A faithful transcription of all the data is required.

**** Records for processing ****

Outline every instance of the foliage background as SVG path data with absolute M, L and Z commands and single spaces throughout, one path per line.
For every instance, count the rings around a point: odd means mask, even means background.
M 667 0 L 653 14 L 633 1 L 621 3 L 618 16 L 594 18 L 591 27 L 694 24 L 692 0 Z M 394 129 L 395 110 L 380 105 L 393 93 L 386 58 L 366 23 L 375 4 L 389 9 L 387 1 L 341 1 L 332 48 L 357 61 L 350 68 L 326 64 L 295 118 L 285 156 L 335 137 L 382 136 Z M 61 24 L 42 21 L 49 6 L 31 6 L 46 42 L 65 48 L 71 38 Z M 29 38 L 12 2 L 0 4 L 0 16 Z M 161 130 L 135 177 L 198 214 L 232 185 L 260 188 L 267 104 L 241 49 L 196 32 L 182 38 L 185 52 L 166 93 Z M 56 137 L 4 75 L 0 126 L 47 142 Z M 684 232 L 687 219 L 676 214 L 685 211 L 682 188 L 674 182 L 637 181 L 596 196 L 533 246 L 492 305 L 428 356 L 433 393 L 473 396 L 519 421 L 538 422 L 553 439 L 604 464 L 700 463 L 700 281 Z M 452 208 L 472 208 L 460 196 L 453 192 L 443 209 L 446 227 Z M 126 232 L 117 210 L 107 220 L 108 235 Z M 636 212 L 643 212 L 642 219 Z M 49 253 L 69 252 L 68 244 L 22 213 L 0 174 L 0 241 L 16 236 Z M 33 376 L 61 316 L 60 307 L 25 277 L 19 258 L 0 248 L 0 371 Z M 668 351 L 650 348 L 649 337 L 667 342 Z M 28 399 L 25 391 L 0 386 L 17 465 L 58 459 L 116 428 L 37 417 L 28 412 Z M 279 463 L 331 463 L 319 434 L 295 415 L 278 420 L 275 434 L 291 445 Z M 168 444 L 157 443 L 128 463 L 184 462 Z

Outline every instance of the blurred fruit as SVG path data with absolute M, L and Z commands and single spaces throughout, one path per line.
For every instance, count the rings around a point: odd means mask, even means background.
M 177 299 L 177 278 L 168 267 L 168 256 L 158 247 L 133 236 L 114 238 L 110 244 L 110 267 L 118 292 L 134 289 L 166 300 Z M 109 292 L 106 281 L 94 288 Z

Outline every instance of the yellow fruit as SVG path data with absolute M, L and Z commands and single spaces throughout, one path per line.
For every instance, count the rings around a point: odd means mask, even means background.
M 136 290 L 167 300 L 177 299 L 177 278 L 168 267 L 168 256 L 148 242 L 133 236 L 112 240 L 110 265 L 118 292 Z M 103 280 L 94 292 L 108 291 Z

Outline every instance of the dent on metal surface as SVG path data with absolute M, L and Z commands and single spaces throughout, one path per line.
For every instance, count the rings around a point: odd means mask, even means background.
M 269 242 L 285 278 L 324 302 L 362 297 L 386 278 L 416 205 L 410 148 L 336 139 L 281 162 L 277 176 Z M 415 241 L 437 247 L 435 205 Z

****

Solution to this problem =
Outline every instance of the foliage background as SVG path data with absolute M, L and Z commands and single spaces throughout, one path per line.
For every instance, count the rings around a point: odd means mask, even means background.
M 667 0 L 653 14 L 633 1 L 621 3 L 618 16 L 594 18 L 591 27 L 694 24 L 692 0 Z M 394 129 L 395 110 L 380 105 L 393 93 L 386 58 L 366 23 L 375 4 L 389 9 L 387 1 L 341 1 L 332 48 L 357 61 L 350 68 L 326 64 L 295 118 L 285 156 L 335 137 L 382 136 Z M 61 24 L 42 21 L 49 6 L 31 6 L 46 42 L 65 48 L 71 38 Z M 29 38 L 12 2 L 0 4 L 0 16 Z M 161 130 L 135 177 L 198 214 L 232 185 L 260 188 L 267 104 L 241 49 L 196 32 L 182 38 L 185 52 L 166 93 Z M 56 137 L 4 75 L 0 126 L 47 142 Z M 684 232 L 687 219 L 676 214 L 685 211 L 682 188 L 674 182 L 637 181 L 596 196 L 533 246 L 492 305 L 428 356 L 433 393 L 473 396 L 519 421 L 538 422 L 553 439 L 604 464 L 700 463 L 700 281 Z M 452 208 L 472 208 L 460 196 L 453 192 L 443 209 L 446 227 Z M 126 232 L 117 210 L 107 220 L 108 235 Z M 636 212 L 643 212 L 642 219 Z M 49 253 L 69 252 L 68 244 L 22 213 L 0 174 L 0 241 L 16 236 Z M 33 376 L 61 316 L 60 307 L 25 277 L 19 258 L 0 248 L 0 371 Z M 668 351 L 650 348 L 649 337 L 667 342 Z M 28 399 L 25 391 L 0 386 L 17 465 L 58 459 L 116 428 L 37 417 L 28 412 Z M 279 463 L 331 463 L 319 434 L 295 415 L 278 420 L 275 434 L 291 445 Z M 168 444 L 157 443 L 128 463 L 184 462 Z

Outline every instance of the blurred fruit as SVG path data with absolute M, L and Z commands and single spaces throughout, one path per line.
For every instance, count the rings around a point: odd means mask, even means background.
M 177 299 L 177 278 L 168 267 L 168 256 L 158 247 L 133 236 L 114 238 L 110 244 L 110 267 L 118 292 L 134 289 L 166 300 Z M 109 292 L 106 281 L 94 288 Z

Outline every instance of the yellow fruit as SVG path data with absolute M, L and Z commands and single spaces throughout, one path per line.
For every instance, count the rings around a point: odd means mask, even means background.
M 136 290 L 167 300 L 177 299 L 177 278 L 168 267 L 168 256 L 148 242 L 133 236 L 112 240 L 110 265 L 118 292 Z M 103 280 L 94 292 L 108 291 Z

Outline every instance of the dent on metal surface as SVG path data with absolute M, L and Z commands and single spaces throughout, one path per line.
For every instance, count the rings around a point: odd means mask, even means background.
M 269 242 L 285 278 L 324 302 L 362 297 L 386 278 L 416 205 L 410 148 L 336 139 L 281 162 L 277 176 Z M 415 241 L 437 247 L 435 205 Z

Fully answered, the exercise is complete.